## START Available records

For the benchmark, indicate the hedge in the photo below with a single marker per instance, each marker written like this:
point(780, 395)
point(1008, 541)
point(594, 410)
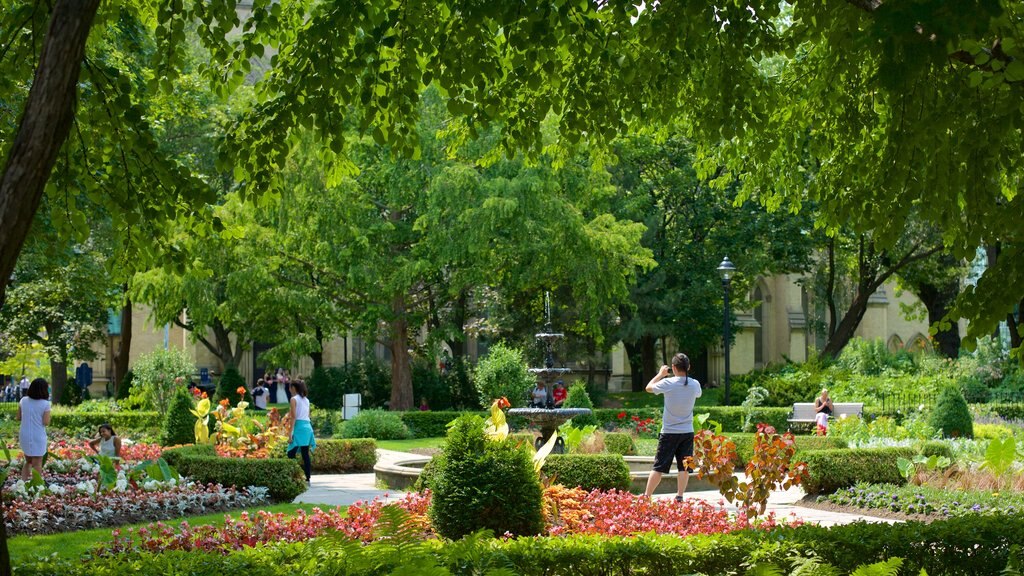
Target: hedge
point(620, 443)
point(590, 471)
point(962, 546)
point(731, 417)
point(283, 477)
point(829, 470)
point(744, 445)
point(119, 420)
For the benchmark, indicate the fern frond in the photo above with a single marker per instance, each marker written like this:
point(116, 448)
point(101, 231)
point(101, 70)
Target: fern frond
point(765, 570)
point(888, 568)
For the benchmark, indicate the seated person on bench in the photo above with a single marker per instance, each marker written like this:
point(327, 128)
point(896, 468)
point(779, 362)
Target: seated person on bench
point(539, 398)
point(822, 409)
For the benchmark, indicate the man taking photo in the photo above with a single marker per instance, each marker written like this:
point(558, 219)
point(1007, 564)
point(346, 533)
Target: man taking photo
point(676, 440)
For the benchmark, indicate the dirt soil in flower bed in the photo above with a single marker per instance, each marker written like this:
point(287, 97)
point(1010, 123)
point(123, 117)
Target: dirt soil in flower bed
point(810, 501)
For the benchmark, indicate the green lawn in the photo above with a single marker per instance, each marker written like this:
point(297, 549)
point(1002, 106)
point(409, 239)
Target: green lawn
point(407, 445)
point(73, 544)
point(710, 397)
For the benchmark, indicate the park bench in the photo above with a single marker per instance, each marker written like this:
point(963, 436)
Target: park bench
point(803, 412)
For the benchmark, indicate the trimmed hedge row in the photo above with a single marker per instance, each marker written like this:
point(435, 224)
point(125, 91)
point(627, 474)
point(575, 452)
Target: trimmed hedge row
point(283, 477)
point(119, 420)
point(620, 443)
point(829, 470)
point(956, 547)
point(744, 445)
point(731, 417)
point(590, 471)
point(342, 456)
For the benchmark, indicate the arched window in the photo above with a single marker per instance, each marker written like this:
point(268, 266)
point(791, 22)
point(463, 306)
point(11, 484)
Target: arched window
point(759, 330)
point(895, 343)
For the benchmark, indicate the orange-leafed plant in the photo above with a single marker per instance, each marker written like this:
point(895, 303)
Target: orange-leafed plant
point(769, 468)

## END Available records

Rewrite the rows from the line with "For the benchmark, indicate the trimmed" to the line with "point(895, 343)", putting "round-topped window" wherever "arched window" appears and leaving everything else unchanged.

**Written response**
For the benchmark, indicate the trimmed hedge row in the photo above with a single marker per instance, each marker written like this:
point(435, 224)
point(125, 91)
point(627, 474)
point(575, 452)
Target: trimmed hedge row
point(283, 477)
point(119, 420)
point(620, 443)
point(829, 470)
point(956, 547)
point(744, 445)
point(731, 417)
point(590, 471)
point(342, 456)
For the benchmark, indicate the round-topped window in the photo above with a single marker per instance, each marker written like this:
point(268, 266)
point(791, 22)
point(463, 306)
point(11, 484)
Target: round-topped window
point(759, 330)
point(895, 343)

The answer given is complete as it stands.